** Source excerpt **
[START]
Performance of Sri Lanka. They played as total of 17 games in which they won 6 games. In 17 games, 5 are chase and rest 12 is defent. In 6 wins 2 of them are by chase and rest 4 are by defent. Also 3 home wins and 3 away wins.


### Top 3 wins by run

In [9]:
by_run={}
for i in range(len(data)):
    if data['Win by runs'][i] == '':
        pass
    else:
        winner = data['Winner'][i]
        if data['Team 1'][i] == winner:
            looser = data['Team 2'][i]
        else:
            looser = data['Team 1'][i]
        by_run[data['Win by runs'][i]] = {'win':winner,'loss':looser}
k = []
for i in by_run:
    k.append(i)
[END]
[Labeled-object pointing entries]
[START]
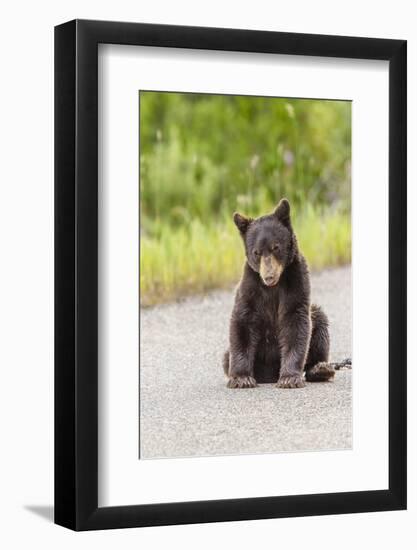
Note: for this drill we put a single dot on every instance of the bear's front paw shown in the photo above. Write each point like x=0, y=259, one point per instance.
x=291, y=381
x=241, y=382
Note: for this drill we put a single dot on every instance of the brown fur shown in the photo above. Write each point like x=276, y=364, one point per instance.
x=275, y=333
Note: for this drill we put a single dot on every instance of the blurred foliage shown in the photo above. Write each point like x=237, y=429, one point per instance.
x=205, y=156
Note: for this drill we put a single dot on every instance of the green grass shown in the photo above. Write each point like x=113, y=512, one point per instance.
x=203, y=156
x=199, y=257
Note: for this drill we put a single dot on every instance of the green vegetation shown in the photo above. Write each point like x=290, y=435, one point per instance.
x=204, y=157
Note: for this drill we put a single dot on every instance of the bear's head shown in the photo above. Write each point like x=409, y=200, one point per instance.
x=270, y=243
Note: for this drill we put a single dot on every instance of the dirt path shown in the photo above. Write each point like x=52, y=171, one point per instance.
x=186, y=410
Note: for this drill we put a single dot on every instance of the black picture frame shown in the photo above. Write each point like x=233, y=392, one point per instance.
x=76, y=273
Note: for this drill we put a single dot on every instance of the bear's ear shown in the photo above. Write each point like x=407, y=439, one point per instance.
x=282, y=211
x=241, y=222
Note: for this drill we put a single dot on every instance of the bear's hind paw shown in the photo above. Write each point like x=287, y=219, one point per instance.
x=241, y=382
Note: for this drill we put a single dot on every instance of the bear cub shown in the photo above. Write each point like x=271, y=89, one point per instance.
x=276, y=334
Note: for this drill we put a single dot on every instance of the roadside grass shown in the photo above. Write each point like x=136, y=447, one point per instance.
x=197, y=257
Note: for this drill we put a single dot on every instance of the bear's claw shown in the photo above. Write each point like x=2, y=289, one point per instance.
x=292, y=381
x=241, y=382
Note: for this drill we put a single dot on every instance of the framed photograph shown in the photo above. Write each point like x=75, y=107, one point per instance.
x=230, y=284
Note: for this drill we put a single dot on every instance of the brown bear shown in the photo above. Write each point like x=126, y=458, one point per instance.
x=276, y=334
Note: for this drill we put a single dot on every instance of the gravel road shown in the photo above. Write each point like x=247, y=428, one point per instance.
x=186, y=409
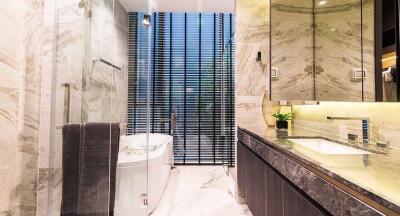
[END]
** Given request **
Continue the cricket match analysis notebook from its last line of code.

** Response to this task **
l = sorted(k,reverse=True)[:3]

print(f"The top 3 wins are: \n{by_run[l[0]]['win']} wins {by_run[l[0]]['loss']} by {l[0]} runs \n{by_run[l[1]]['win']} wins {by_run[l[1]]['loss']} by {l[1]} runs \n{by_run[l[2]]['win']} wins {by_run[l[2]]['loss']} by {l[2]} runs")

The top 3 wins are: 
Pakistan wins Zimbabwe by 244 runs 
England wins Australia by 242 runs 
Ireland wins U.A.E. by 226 runs


### Month with most ODI

In [10]:
match_per_month = {}
for i in range(len(data)):
    if data['Month'][i] in match_per_month:
        match_per_month[data['Month'][i]] += 1
    else:
        match_per_month[data['Month'][i]] = 1
        
month_sort = sorted(match_per_month, key=match_per_month.get, reverse=True)
print(f"Month with most ODI played is {month_sort[0]} with {match_per_month[month_sort[0]]} games")

Month with most ODI played is Mar with 26 games


### Most played ground

In [11]:
on_ground = {}
for i in range(len(data)):
    if data['Ground'][i] in on_ground:
        on_ground[data['Ground'][i]] += 1
    else:
        on_ground[data['Ground'][i]] = 1

ground_sort = sorted(on_ground, key=on_ground.get, reverse=True)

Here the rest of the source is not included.